▸ Directions
a) In the Sense of Place excerpt, condense the paragraph beginning "Sense of Place, defined as the subjective feeling" into a short bulleted list that keeps its main facts.
b) Say whether each statement agrees with the Sense of Place excerpt. Answer yes or no for each, and quote the words that decide it.
(i) The study treats Sense of Place Theory as its primary theoretical anchor.
(ii) Jorgensen and Stedman held that place attachment is more closely related to Sense of Place than place identity is.
(iii) Rose's position implies that Sense of Place encompasses place identity.
c) Proceed with the Sense of Place excerpt, writing on from its final sentence.

With the continuous consumption and circulation of emotional symbols, the relationship between people and space undergoes a qualitative change, eventually condensing into a stable emotional connection at the psychological level.

3.4. Sense of Place Theory: The Spatial Localization of Emotional Connection

As the primary theoretical anchor of this study, Sense of Place Theory integrates the preceding outputs—meaning consensus, performed experience, and sign value. It explains the final consequence: how these transient emotional flows crystallize into stable ‘place attachment’ and enduring identity, achieving the ultimate goal of sustainable governance.
Sense of Place Theory constitutes the final anchor point of this framework, explaining how emotional value transforms momentary traffic into long-term place identification.
Sense of Place, defined as the subjective feeling of people regarding place experiences, represents a universal emotional connection that satisfies basic human needs [9]. From the perspective of its genesis, it is a connection gradually constructed during the interaction between people and places. Some scholars view Sense of Place as a unidimensional concept of human–land emotion, while others regard it as a multidimensional concept comprising place attachment, place identity, and place dependence. Jorgensen and Stedman argued that place identity and place dependence are more closely related to Sense of Place than place attachment [9]. Rose posited that the intensity of Sense of Place acts like individual identity recognition, where the place gradually becomes an organic component of the self [34], becoming part of self-identity; that is, Sense of Place encompasses place identity. In summary, Sense of Place is the mutual shaping of space and emotion.

▸ Given information
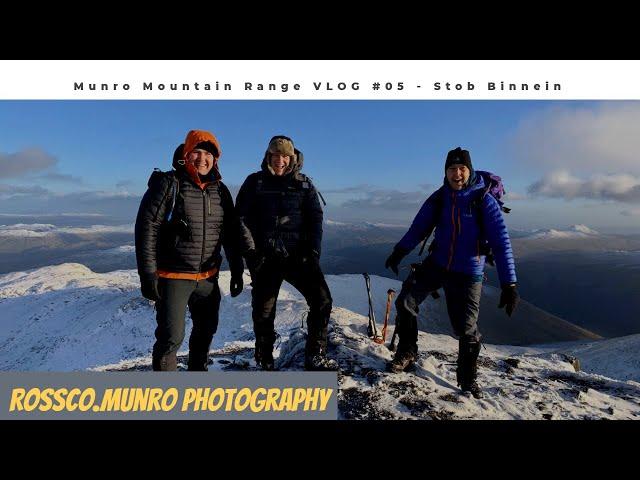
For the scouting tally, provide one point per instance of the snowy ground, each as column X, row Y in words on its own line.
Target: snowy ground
column 67, row 317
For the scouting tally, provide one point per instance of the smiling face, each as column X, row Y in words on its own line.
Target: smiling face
column 202, row 160
column 458, row 176
column 279, row 163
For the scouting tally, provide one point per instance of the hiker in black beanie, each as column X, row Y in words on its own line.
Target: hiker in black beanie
column 281, row 214
column 466, row 213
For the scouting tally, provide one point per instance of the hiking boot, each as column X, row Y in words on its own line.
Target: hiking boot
column 467, row 371
column 165, row 363
column 264, row 357
column 320, row 363
column 403, row 361
column 472, row 388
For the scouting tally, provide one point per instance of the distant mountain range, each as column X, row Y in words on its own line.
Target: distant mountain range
column 67, row 318
column 578, row 274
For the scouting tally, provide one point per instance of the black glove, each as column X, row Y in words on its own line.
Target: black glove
column 149, row 286
column 509, row 299
column 255, row 261
column 394, row 260
column 236, row 285
column 311, row 256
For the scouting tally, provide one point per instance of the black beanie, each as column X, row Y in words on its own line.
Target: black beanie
column 458, row 156
column 209, row 147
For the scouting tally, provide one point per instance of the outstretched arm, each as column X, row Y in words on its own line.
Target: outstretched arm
column 422, row 225
column 496, row 233
column 150, row 216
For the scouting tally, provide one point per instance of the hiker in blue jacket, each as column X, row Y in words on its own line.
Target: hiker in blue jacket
column 468, row 224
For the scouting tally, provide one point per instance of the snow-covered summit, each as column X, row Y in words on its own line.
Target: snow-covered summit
column 67, row 317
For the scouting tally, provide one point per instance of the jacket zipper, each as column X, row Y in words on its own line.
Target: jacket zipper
column 453, row 223
column 204, row 225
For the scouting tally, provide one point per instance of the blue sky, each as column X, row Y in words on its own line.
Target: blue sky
column 564, row 162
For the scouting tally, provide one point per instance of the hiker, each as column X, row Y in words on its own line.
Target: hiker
column 185, row 217
column 468, row 222
column 280, row 212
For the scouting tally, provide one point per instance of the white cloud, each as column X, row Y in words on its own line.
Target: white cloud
column 631, row 212
column 25, row 161
column 562, row 184
column 603, row 138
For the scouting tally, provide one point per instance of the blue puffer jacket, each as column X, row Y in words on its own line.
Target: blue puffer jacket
column 457, row 236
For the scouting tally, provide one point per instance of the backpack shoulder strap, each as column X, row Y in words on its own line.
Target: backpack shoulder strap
column 157, row 179
column 437, row 201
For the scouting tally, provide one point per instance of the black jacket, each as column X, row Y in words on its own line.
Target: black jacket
column 201, row 222
column 280, row 215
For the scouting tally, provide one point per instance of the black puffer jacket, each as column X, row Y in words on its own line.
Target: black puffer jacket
column 280, row 215
column 201, row 222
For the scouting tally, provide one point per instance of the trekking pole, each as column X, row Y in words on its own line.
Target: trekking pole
column 371, row 328
column 380, row 340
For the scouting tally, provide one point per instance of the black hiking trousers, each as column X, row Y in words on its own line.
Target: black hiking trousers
column 203, row 299
column 462, row 293
column 305, row 275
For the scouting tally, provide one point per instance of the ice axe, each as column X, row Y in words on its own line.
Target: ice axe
column 380, row 340
column 371, row 328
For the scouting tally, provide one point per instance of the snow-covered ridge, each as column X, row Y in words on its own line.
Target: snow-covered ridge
column 45, row 229
column 67, row 317
column 574, row 231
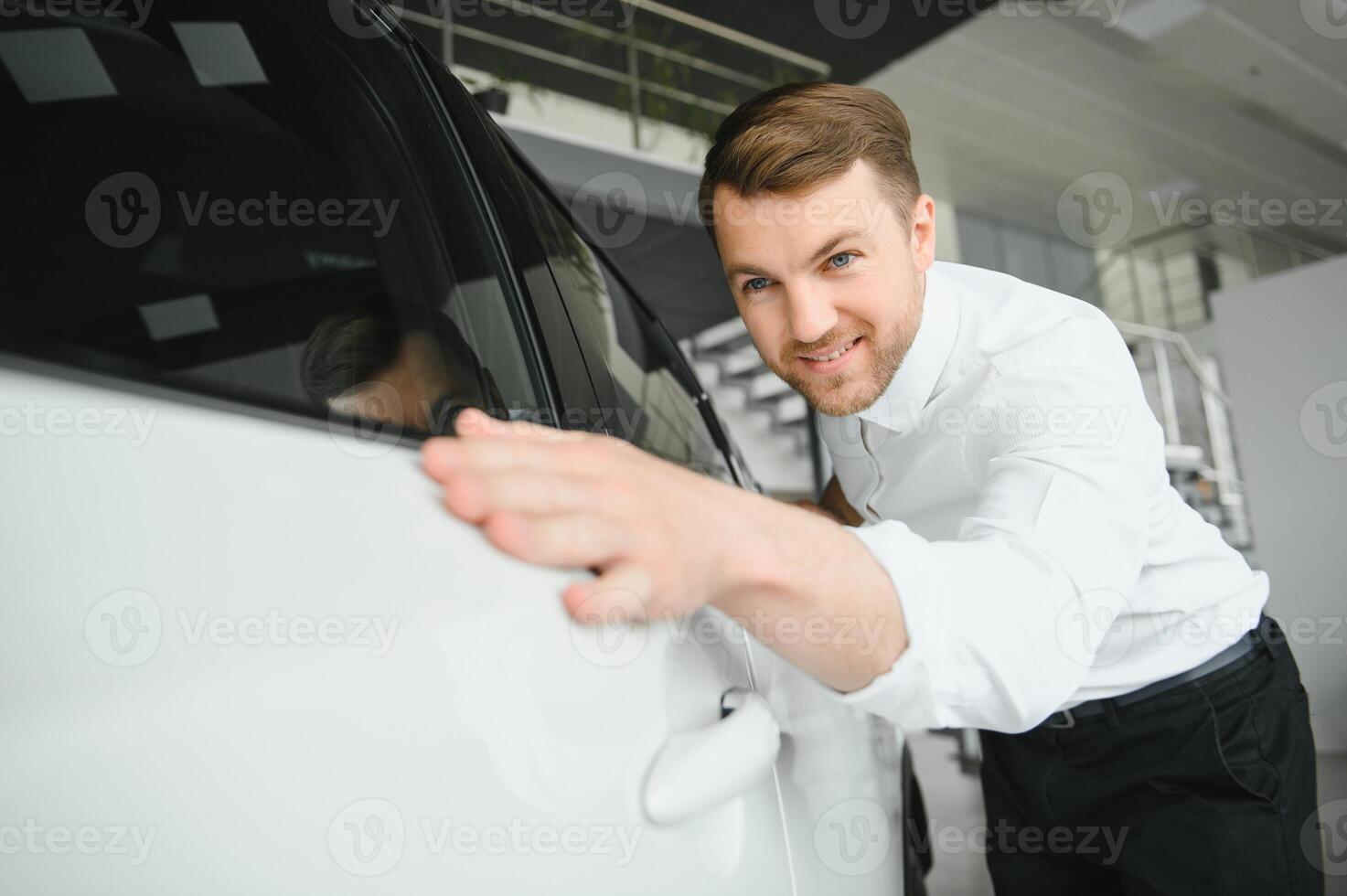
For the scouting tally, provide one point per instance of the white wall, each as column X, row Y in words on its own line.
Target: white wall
column 1281, row 346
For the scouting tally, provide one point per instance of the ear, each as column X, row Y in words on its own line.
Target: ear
column 923, row 232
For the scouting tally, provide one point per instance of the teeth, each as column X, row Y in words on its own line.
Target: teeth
column 834, row 356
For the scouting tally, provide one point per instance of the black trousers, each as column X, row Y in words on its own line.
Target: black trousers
column 1199, row 791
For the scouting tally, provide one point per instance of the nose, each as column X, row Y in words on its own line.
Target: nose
column 811, row 315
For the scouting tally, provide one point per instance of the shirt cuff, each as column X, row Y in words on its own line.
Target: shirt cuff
column 905, row 694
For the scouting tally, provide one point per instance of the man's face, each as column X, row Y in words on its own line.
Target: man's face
column 830, row 283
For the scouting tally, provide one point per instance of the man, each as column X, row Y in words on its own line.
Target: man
column 1032, row 571
column 395, row 363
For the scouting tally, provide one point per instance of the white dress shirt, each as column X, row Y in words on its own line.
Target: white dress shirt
column 1013, row 484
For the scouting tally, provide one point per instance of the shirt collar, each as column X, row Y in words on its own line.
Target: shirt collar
column 916, row 378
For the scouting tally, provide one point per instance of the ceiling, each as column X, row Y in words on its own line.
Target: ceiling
column 1181, row 99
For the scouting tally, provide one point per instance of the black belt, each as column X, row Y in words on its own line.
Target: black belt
column 1068, row 717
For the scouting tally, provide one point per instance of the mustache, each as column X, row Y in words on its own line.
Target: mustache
column 833, row 337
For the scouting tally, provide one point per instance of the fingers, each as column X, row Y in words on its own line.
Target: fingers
column 618, row 594
column 496, row 446
column 567, row 539
column 472, row 423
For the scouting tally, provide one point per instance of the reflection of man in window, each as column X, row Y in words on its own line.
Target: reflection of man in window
column 395, row 364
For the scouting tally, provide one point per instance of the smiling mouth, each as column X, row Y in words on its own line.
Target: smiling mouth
column 835, row 353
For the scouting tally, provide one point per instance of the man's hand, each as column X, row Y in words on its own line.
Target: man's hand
column 666, row 540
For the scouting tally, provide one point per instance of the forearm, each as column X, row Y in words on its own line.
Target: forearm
column 812, row 592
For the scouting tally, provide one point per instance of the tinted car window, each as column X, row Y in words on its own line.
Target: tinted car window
column 628, row 356
column 242, row 198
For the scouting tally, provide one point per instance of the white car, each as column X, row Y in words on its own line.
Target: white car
column 253, row 253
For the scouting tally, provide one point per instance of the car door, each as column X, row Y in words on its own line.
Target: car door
column 248, row 267
column 839, row 770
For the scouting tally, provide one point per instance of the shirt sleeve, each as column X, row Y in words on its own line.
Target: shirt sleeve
column 1005, row 620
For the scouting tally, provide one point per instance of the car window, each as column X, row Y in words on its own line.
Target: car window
column 629, row 358
column 241, row 198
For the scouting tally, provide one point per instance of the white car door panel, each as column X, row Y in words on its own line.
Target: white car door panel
column 267, row 651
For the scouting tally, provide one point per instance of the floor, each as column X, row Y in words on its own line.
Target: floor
column 954, row 805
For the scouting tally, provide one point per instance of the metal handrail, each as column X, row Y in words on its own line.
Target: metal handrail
column 634, row 45
column 1185, row 349
column 1118, row 252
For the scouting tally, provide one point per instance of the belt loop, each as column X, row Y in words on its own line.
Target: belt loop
column 1267, row 632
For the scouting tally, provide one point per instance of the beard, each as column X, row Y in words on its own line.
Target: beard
column 861, row 386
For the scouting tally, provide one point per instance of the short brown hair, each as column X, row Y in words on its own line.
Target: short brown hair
column 794, row 136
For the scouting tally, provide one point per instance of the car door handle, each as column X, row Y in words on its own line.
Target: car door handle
column 697, row 770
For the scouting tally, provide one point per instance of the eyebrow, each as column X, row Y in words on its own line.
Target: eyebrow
column 823, row 251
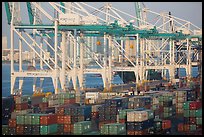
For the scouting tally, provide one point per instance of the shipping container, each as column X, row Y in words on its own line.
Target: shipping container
column 48, row 129
column 82, row 127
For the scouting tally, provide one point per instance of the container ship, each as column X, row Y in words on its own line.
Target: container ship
column 67, row 41
column 156, row 111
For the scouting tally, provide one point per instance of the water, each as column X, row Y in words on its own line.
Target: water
column 90, row 80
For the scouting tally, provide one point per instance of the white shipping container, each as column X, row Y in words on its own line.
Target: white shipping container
column 53, row 103
column 92, row 95
column 174, row 101
column 179, row 105
column 131, row 116
column 140, row 116
column 92, row 101
column 69, row 19
column 95, row 108
column 89, row 20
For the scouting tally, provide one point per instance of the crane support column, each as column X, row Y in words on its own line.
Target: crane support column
column 62, row 76
column 20, row 62
column 13, row 78
column 56, row 61
column 80, row 76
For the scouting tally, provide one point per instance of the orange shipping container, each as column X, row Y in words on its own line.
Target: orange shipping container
column 12, row 123
column 67, row 119
column 166, row 124
column 129, row 132
column 186, row 127
column 60, row 119
column 180, row 127
column 67, row 128
column 19, row 129
column 22, row 106
column 48, row 119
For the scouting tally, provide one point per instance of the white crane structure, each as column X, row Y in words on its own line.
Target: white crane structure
column 162, row 42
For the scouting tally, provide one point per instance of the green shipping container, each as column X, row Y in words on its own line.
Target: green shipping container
column 167, row 115
column 82, row 127
column 150, row 114
column 123, row 113
column 61, row 101
column 168, row 109
column 199, row 120
column 117, row 128
column 192, row 127
column 92, row 133
column 20, row 119
column 113, row 129
column 44, row 100
column 198, row 113
column 192, row 113
column 186, row 105
column 105, row 129
column 28, row 120
column 49, row 129
column 5, row 130
column 186, row 113
column 160, row 99
column 35, row 118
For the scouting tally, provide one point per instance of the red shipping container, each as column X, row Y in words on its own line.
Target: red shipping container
column 122, row 121
column 199, row 127
column 186, row 127
column 12, row 123
column 180, row 127
column 60, row 110
column 19, row 129
column 130, row 132
column 72, row 128
column 67, row 128
column 166, row 124
column 48, row 119
column 67, row 119
column 60, row 119
column 80, row 118
column 161, row 109
column 94, row 114
column 43, row 105
column 69, row 101
column 22, row 106
column 101, row 124
column 195, row 105
column 141, row 132
column 192, row 120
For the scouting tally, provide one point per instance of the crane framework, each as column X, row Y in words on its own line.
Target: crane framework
column 161, row 42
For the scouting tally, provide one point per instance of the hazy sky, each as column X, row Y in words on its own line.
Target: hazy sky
column 191, row 11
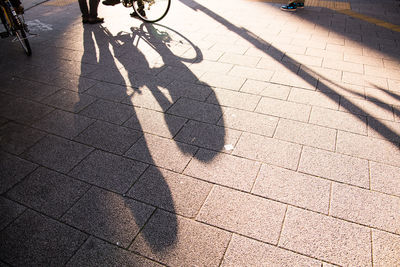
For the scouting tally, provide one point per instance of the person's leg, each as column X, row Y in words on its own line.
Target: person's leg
column 84, row 10
column 93, row 18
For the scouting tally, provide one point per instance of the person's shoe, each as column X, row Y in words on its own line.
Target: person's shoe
column 96, row 20
column 111, row 2
column 290, row 7
column 135, row 15
column 19, row 10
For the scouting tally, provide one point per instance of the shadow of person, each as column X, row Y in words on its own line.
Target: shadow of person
column 164, row 83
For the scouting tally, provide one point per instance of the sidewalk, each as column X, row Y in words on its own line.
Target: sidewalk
column 230, row 134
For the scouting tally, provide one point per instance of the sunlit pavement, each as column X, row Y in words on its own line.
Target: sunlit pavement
column 232, row 133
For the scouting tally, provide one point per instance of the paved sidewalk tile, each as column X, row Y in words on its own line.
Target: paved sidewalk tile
column 109, row 216
column 217, row 138
column 109, row 91
column 335, row 166
column 316, row 235
column 306, row 134
column 384, row 129
column 268, row 150
column 243, row 213
column 385, row 247
column 251, row 73
column 305, row 81
column 150, row 98
column 339, row 120
column 69, row 100
column 171, row 191
column 294, row 188
column 174, row 240
column 223, row 169
column 12, row 170
column 9, row 211
column 233, row 99
column 313, row 98
column 96, row 252
column 28, row 89
column 272, row 90
column 49, row 192
column 249, row 122
column 57, row 121
column 57, row 153
column 222, row 81
column 22, row 110
column 16, row 138
column 239, row 60
column 382, row 96
column 32, row 235
column 154, row 122
column 109, row 137
column 284, row 109
column 385, row 178
column 245, row 251
column 109, row 111
column 367, row 108
column 109, row 171
column 366, row 207
column 74, row 82
column 162, row 152
column 192, row 109
column 369, row 148
column 190, row 90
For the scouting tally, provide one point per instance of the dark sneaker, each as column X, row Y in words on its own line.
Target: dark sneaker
column 96, row 20
column 19, row 10
column 111, row 2
column 135, row 15
column 291, row 7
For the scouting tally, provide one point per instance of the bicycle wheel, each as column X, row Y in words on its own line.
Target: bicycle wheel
column 151, row 10
column 21, row 35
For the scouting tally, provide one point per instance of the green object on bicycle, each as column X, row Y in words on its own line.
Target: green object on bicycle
column 14, row 25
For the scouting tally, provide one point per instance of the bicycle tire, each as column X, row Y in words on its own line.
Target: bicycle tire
column 21, row 35
column 155, row 10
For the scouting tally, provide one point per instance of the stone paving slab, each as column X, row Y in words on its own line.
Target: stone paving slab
column 12, row 170
column 9, row 211
column 109, row 137
column 242, row 213
column 171, row 191
column 151, row 117
column 49, row 192
column 316, row 235
column 334, row 166
column 96, row 252
column 372, row 208
column 57, row 153
column 294, row 188
column 118, row 225
column 175, row 240
column 245, row 251
column 16, row 138
column 30, row 241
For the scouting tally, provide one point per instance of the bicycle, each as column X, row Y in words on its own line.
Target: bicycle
column 14, row 25
column 149, row 10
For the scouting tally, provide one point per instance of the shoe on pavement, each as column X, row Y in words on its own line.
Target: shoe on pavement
column 95, row 20
column 290, row 7
column 111, row 2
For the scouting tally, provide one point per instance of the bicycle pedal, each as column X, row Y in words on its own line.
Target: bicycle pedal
column 4, row 35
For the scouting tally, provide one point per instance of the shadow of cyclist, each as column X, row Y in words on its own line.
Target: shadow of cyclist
column 164, row 83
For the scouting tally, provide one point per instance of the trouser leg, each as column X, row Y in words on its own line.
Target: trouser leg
column 93, row 7
column 84, row 8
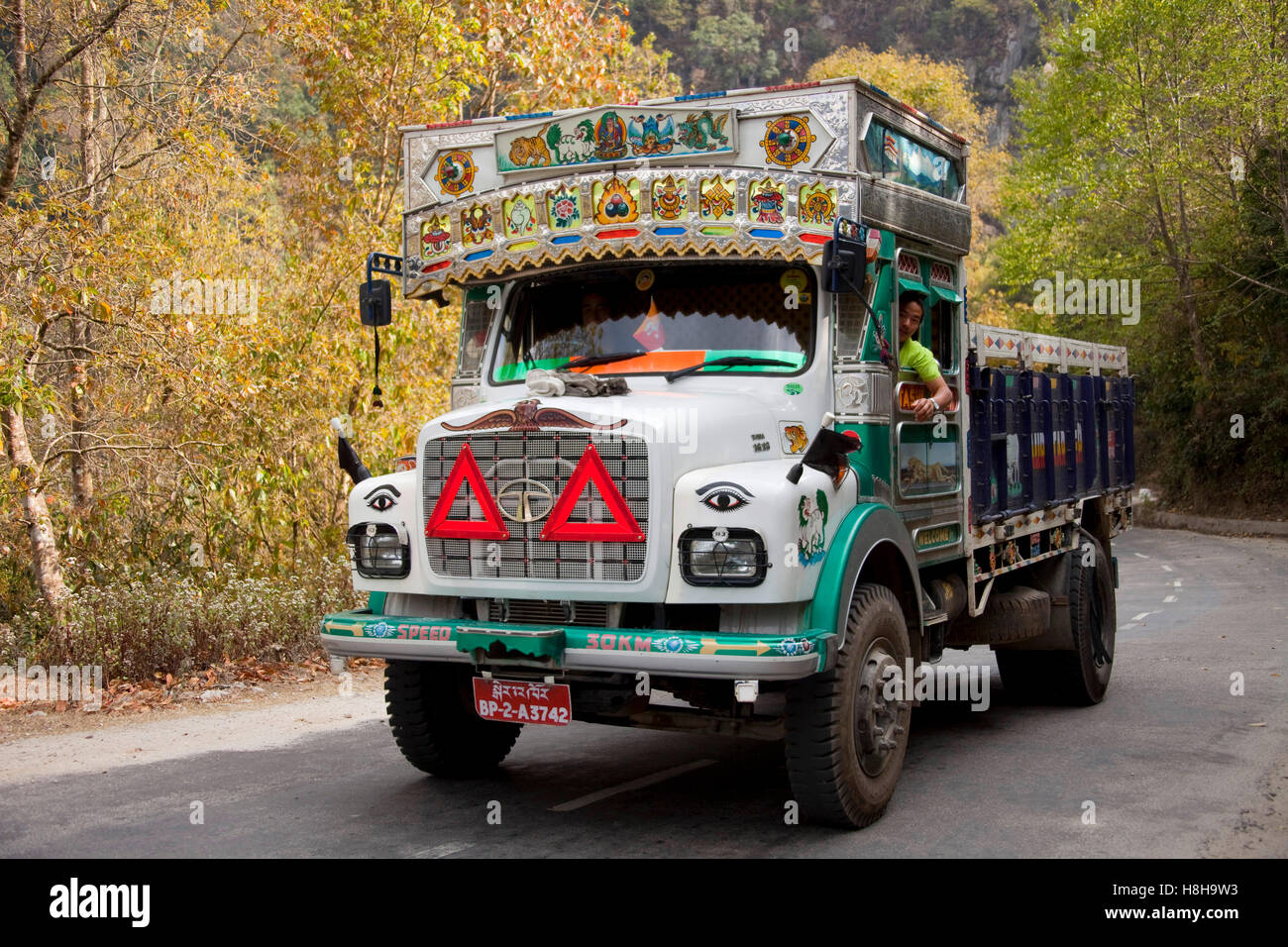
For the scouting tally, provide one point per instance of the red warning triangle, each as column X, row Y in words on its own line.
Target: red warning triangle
column 490, row 527
column 623, row 528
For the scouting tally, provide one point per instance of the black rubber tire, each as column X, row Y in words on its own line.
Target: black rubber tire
column 1012, row 616
column 434, row 723
column 823, row 761
column 1070, row 677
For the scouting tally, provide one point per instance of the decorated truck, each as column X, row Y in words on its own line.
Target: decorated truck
column 686, row 482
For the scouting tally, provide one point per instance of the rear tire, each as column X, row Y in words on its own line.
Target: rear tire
column 434, row 724
column 1080, row 676
column 845, row 741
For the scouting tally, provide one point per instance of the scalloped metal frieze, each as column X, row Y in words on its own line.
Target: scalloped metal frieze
column 660, row 211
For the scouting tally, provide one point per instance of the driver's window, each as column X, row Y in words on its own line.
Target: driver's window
column 943, row 320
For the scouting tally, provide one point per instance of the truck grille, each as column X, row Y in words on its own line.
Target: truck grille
column 548, row 459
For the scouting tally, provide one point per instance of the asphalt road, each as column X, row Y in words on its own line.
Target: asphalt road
column 1175, row 764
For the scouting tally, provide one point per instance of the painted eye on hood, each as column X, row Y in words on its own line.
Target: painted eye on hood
column 724, row 496
column 382, row 497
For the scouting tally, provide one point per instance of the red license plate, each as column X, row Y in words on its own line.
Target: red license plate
column 520, row 701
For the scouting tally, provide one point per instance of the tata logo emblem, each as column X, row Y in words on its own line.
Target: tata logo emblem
column 531, row 500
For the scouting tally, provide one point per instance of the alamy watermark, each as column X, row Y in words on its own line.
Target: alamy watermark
column 207, row 296
column 76, row 684
column 938, row 684
column 1077, row 296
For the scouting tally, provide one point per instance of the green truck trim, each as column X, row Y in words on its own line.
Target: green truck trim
column 862, row 530
column 546, row 644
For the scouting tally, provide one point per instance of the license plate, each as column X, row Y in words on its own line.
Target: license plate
column 520, row 701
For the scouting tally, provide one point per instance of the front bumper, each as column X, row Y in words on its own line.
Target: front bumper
column 678, row 654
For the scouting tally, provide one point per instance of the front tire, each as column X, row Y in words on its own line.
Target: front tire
column 845, row 738
column 434, row 724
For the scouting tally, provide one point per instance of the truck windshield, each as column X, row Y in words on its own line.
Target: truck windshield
column 660, row 317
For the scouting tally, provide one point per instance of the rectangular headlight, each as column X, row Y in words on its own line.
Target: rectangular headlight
column 737, row 558
column 378, row 551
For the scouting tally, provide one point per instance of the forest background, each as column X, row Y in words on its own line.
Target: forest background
column 167, row 479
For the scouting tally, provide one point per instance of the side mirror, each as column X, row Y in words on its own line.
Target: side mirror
column 845, row 257
column 375, row 303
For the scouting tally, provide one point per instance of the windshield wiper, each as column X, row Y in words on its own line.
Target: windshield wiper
column 728, row 361
column 584, row 361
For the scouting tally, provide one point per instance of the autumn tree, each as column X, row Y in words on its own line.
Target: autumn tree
column 1153, row 151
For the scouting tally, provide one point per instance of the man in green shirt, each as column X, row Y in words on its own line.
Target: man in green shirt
column 917, row 357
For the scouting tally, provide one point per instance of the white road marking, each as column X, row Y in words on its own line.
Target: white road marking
column 627, row 787
column 447, row 848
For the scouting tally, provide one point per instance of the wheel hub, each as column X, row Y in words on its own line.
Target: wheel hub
column 880, row 710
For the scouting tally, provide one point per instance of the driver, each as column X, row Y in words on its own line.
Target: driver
column 913, row 355
column 595, row 334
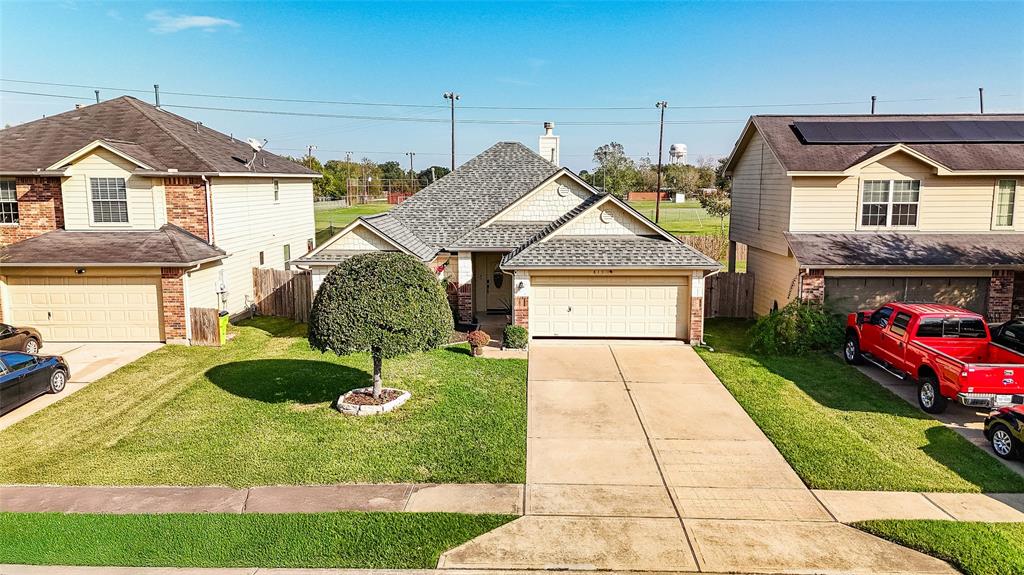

▸ Results of the tasks
a)
- Sense of Place is people's subjective feeling about place experiences. It is a universal emotional connection that satisfies basic human needs.
- It is built gradually through interaction between people and places.
- Some scholars treat it as a unidimensional concept of human–land emotion. Others treat it as multidimensional, made up of place attachment, place identity, and place dependence.
- Jorgensen and Stedman: place identity and place dependence are more closely related to Sense of Place than place attachment is.
- Rose: its intensity works like individual identity recognition, and the place becomes part of the self. On this view, Sense of Place encompasses place identity.
- In summary, it is the mutual shaping of space and emotion.

b)
(i) Yes: "As the primary theoretical anchor of this study, Sense of Place Theory integrates the preceding outputs"
(ii) No: "Jorgensen and Stedman argued that place identity and place dependence are more closely related to Sense of Place than place attachment"
(iii) Yes: "that is, Sense of Place encompasses place identity"

c)
In digital tourism, the creation of Sense of Place breaks through the traditional limitation of “long-term spatial interaction,” establishing emotional connections rapidly through emotional value. Emotional value constructs a deep connection between space and emotion, promoting the transformation of online emotion into offline action. Traditional geography holds that the formation of Sense of Place relies on long-term residence or repeated spatial interaction; however, in the context of digital tourism, emotional value performs a function of “time compression.” This study proposes that a high-intensity supply of emotional value can transcend spatiotemporal limits, establishing a deep emotional connection between people and places within an extremely short period. When physical space is infused with high-density emotional services and humanistic care, it rapidly transforms into a “place” with unique meaning and emotional warmth. This emotion-driven Sense of Place is no longer based on mere geographical familiarity but on emotional dependence and identification. This deep emotional accumulation allows the destination to transcend the rise and fall of “internet celebrity” cycles, establishing stable psychological coordinates in the minds of tourists and achieving spatial reshaping from “transient traffic monetization” to “sustained destination longevity.”
The theoretical framework constructed in this study systematically integrates the four theoretical perspectives of Symbolic Interactionism, Tourism Dramaturgy, Consumer Society Theory, and Sense of Place Theory. It reveals the core driving role of emotional value in the online–offline synergy of digital tourism. These four perspectives elucidate the dynamic processes of generation, transmission, transformation, and solidification of emotional value from different dimensions, collectively forming a holistic analytical framework for understanding the driving mechanism of emotional value in digital tourism. This promotes the deep transformation of tourism destinations from functional value supply to emotional value creation, laying a solid theoretical foundation for subsequent empirical research.

4. Research Design

The purposive inclusion of local residents (N = 5) alongside non-local tourists (N = 11) is theoretically grounded in the logic of ‘Value Co-creation.’ In Harbin’s digital tourism boom, local residents transitioned from mere inhabitants to active service providers and emotional mobilizers (e.g., volunteering free rides). Consequently, tracking their emotional trajectories is essential, as the destination’s emotional value is fundamentally co-created through the intersecting interactions between hosts and guests. Furthermore, regarding the inclusion of traffic-driven occupations (e.g., vloggers), this study views them not as sampling biases but as representative ‘Prosumers’ (producer-consumers) in the digital era, whose highly instrumental behaviors constitute a vital, structural dimension of contemporary destination ecologies. It should also be noted that, due to the small sample size inherent in the qualitative grey approach, traditional large-sample statistical tests for inter-group significant differences (e.g., between locals and tourists) lack statistical power. Instead, the study relies on the geometric trajectory tracking capabilities of Grey Relational Analysis to identify holistic behavioral typologies.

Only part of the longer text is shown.